===== Data lines

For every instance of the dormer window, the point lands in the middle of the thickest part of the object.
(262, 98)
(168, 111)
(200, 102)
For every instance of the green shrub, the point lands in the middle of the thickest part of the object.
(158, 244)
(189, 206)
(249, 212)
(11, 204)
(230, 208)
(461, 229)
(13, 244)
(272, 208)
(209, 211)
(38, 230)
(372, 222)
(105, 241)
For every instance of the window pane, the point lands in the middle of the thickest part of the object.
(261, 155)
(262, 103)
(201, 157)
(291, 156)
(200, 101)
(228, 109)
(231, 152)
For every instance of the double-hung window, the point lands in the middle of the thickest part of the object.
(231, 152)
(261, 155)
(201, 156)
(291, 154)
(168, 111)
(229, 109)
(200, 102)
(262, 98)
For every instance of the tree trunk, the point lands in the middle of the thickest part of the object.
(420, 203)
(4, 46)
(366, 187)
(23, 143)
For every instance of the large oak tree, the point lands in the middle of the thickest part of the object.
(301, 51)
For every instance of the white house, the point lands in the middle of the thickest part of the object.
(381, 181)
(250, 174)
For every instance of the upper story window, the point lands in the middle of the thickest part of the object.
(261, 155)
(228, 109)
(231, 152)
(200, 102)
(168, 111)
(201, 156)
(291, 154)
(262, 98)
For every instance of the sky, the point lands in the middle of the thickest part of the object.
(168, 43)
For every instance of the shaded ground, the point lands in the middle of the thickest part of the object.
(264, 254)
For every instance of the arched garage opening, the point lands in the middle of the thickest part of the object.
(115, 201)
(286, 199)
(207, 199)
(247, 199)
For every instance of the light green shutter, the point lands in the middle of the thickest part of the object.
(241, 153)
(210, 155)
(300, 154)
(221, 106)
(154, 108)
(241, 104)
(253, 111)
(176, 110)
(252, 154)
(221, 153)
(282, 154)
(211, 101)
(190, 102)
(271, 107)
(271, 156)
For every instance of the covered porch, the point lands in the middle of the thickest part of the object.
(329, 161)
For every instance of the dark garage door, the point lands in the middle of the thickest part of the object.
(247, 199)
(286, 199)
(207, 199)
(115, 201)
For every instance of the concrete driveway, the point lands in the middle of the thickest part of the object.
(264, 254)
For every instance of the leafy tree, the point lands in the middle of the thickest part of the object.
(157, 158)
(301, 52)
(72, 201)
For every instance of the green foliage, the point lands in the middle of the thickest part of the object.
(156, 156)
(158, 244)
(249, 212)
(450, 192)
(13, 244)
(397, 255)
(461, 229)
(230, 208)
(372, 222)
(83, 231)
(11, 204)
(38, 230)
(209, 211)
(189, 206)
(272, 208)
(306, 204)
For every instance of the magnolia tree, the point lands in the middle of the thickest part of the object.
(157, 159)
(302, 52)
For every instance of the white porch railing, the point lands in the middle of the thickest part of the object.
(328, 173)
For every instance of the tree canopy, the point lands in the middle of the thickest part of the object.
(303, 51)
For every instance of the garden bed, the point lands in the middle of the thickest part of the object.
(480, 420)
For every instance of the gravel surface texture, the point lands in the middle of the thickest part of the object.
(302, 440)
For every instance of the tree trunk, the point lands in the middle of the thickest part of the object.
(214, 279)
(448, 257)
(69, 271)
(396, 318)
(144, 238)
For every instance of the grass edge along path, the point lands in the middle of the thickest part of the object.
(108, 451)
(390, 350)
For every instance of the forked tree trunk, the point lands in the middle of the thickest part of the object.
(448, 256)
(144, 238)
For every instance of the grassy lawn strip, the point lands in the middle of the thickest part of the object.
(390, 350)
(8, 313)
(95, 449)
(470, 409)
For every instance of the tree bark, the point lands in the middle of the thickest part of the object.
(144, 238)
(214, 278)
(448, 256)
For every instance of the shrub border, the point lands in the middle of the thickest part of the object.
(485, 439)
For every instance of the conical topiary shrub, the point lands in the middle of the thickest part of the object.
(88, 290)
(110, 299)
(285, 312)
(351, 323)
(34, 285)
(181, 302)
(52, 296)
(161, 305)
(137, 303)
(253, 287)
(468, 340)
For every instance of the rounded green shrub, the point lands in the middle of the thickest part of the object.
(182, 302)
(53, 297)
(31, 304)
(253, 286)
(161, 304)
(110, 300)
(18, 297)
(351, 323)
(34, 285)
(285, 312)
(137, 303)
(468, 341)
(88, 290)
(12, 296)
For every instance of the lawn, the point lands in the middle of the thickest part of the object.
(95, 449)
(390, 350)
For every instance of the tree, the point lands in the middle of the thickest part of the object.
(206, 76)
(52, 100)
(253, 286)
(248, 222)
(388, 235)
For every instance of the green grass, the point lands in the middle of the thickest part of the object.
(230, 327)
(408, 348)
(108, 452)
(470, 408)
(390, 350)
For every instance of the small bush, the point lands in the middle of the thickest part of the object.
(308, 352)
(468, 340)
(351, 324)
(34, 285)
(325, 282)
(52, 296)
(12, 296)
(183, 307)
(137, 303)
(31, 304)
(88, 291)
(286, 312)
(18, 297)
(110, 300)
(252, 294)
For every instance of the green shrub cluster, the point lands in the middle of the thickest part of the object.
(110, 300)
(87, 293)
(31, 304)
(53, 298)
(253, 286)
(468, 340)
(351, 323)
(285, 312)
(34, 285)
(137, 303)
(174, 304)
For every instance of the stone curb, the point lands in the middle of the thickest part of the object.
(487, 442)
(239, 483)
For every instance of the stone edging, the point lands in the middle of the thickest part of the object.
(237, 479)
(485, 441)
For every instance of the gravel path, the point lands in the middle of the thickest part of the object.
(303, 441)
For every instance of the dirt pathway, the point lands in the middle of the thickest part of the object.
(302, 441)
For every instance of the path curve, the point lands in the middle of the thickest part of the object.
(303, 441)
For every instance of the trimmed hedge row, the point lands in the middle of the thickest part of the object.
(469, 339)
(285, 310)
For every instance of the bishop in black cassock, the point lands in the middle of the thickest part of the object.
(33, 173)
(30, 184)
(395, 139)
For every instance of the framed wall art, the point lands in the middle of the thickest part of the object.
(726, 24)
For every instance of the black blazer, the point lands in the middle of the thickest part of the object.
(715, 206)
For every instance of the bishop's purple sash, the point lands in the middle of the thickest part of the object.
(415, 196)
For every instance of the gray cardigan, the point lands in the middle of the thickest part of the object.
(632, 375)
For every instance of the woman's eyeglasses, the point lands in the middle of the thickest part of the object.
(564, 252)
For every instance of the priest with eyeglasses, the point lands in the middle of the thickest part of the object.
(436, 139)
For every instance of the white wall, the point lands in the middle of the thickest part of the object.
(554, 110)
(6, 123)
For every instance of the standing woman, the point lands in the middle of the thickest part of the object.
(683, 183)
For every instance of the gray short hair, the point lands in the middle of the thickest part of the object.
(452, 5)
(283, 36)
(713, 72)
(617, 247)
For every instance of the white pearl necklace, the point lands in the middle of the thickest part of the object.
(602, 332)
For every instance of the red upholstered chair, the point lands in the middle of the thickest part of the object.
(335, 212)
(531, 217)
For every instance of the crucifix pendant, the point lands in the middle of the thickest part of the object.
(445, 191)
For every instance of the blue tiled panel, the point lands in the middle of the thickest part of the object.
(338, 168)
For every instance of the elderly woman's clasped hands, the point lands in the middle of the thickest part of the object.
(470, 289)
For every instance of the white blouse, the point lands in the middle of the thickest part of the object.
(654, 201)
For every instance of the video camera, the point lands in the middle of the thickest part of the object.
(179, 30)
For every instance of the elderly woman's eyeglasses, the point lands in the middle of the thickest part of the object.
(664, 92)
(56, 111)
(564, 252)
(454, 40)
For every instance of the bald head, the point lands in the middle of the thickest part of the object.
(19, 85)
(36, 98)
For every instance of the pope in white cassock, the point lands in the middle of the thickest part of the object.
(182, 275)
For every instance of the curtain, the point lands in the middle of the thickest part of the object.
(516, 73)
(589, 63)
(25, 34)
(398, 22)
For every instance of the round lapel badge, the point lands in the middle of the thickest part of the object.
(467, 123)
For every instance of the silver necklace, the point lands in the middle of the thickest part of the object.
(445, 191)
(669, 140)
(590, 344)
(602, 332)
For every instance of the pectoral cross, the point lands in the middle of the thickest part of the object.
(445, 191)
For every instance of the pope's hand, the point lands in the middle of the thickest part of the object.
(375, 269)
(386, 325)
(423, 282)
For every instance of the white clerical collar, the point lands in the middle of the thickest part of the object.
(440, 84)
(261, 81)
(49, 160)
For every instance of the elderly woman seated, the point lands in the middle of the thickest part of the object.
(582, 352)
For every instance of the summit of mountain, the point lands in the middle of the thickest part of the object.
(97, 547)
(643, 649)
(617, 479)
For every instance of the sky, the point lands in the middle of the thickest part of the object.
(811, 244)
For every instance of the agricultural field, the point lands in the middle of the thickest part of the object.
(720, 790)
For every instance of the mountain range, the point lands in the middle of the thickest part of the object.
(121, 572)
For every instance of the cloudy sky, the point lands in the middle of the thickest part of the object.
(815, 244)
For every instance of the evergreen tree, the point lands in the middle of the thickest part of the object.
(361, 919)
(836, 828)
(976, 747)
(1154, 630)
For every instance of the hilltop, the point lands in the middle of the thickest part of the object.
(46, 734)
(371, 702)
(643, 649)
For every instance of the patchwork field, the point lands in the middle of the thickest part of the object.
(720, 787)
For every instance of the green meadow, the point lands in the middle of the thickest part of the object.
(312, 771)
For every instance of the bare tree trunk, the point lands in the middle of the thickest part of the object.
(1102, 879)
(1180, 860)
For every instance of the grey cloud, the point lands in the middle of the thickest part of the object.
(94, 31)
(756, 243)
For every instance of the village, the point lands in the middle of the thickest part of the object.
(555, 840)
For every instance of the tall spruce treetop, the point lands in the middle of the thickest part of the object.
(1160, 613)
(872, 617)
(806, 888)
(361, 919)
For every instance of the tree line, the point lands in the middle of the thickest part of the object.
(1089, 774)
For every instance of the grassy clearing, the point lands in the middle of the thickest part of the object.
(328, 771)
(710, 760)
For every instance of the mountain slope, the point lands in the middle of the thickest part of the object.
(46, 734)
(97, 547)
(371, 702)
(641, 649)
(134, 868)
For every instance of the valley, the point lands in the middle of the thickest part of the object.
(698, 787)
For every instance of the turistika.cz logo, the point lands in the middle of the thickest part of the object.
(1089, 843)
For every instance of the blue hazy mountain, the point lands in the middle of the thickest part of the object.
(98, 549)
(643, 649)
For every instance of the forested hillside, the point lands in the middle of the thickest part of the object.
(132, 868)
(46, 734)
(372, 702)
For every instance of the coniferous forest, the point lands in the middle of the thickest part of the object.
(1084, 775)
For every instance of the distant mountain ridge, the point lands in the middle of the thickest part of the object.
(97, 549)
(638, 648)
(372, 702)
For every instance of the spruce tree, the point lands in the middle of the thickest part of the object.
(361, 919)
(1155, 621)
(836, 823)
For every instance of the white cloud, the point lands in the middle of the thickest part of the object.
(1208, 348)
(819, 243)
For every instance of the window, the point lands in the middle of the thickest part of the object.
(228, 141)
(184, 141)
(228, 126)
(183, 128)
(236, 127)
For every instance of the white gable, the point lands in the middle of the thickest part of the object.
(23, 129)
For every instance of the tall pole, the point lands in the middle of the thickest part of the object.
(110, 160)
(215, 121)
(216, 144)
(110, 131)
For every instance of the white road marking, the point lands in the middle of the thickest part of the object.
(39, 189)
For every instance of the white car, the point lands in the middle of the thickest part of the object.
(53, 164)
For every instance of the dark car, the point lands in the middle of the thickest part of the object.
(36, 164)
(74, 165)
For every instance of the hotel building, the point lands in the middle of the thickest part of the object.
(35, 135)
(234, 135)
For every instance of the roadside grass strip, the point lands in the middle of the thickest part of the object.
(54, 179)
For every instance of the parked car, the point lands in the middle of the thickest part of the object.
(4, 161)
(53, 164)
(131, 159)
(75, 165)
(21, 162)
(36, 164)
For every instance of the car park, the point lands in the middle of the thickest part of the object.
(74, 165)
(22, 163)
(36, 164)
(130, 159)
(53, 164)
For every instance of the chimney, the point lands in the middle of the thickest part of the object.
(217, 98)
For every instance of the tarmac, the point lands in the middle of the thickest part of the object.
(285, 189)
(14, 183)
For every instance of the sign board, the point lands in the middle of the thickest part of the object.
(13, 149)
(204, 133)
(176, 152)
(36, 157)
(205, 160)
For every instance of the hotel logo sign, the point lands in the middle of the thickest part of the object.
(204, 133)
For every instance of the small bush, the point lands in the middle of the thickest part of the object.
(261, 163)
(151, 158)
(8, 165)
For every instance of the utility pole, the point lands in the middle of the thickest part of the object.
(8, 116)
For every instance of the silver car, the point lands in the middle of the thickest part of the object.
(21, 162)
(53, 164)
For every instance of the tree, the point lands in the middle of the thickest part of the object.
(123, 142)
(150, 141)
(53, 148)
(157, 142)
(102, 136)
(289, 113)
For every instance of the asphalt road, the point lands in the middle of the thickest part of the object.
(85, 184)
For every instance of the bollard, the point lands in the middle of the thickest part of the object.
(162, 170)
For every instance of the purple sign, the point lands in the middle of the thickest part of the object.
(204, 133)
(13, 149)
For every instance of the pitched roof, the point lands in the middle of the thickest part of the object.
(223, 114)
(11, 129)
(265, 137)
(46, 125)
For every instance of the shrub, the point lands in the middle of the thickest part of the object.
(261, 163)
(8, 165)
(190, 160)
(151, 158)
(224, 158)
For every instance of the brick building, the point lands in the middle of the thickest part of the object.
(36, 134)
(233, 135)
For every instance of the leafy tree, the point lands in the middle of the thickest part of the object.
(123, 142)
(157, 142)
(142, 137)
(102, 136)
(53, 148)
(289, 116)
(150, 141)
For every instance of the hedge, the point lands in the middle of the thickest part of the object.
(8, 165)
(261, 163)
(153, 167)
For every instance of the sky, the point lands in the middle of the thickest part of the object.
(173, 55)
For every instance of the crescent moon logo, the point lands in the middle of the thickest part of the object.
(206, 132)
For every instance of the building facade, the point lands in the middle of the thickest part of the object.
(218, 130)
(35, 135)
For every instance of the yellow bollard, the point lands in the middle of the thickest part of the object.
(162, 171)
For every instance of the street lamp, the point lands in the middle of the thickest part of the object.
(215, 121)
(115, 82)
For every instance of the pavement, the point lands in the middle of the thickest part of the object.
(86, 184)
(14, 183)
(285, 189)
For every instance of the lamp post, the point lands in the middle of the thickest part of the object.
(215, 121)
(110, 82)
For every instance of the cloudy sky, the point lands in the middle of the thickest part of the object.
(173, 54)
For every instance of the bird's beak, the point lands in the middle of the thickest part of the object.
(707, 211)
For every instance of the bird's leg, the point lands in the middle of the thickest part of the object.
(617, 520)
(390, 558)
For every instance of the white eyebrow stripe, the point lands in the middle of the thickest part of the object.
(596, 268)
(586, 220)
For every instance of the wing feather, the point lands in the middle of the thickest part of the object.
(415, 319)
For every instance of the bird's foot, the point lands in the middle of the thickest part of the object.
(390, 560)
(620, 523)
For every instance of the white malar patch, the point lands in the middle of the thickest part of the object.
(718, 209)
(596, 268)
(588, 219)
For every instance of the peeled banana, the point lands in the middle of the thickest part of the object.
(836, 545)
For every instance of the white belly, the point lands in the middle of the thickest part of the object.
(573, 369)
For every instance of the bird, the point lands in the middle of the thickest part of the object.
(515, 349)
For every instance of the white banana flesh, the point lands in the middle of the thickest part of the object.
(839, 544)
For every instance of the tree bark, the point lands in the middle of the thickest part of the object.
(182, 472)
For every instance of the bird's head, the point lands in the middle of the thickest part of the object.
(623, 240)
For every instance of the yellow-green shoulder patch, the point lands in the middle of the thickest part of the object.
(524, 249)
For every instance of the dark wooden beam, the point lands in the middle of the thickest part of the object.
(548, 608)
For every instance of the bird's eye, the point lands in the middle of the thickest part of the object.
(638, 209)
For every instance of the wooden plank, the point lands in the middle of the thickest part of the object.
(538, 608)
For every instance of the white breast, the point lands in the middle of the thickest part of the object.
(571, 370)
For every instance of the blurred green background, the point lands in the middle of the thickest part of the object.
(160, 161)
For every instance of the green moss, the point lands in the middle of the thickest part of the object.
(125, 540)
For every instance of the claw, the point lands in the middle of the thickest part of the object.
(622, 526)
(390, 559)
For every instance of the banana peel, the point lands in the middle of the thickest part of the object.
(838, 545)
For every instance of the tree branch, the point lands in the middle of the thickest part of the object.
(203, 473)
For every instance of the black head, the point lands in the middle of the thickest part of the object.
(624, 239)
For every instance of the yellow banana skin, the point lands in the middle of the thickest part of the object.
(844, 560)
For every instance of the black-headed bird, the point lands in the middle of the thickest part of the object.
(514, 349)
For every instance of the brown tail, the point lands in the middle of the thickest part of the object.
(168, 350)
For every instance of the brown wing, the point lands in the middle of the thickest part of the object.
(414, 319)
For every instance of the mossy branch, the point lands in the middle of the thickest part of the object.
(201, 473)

==========

- [Requirements]:
Reproduce precisely the span of lines that begins at the line containing "For every instance of the tree branch, the" and ends with the last line of the listing.

- [Exercise answer]:
For every instance of the tree branch, the point lands in the middle of the thickest part of the object.
(203, 473)
For every instance of the black head, the point lands in the middle of the thickest part of the object.
(624, 239)
For every instance of the yellow banana skin, the point lands in the middle of the thickest part of the object.
(844, 560)
For every instance of the black-headed bird, the point lands in the middle of the thickest part of the object.
(514, 349)
For every instance of the brown tail, the point lands in the middle of the thickest part of the object.
(168, 350)
For every instance of the brown wing, the point lands in the middle of the thickest part of the object.
(414, 319)
For every instance of the mossy branch, the point lands in the middle of the thickest part of the object.
(201, 473)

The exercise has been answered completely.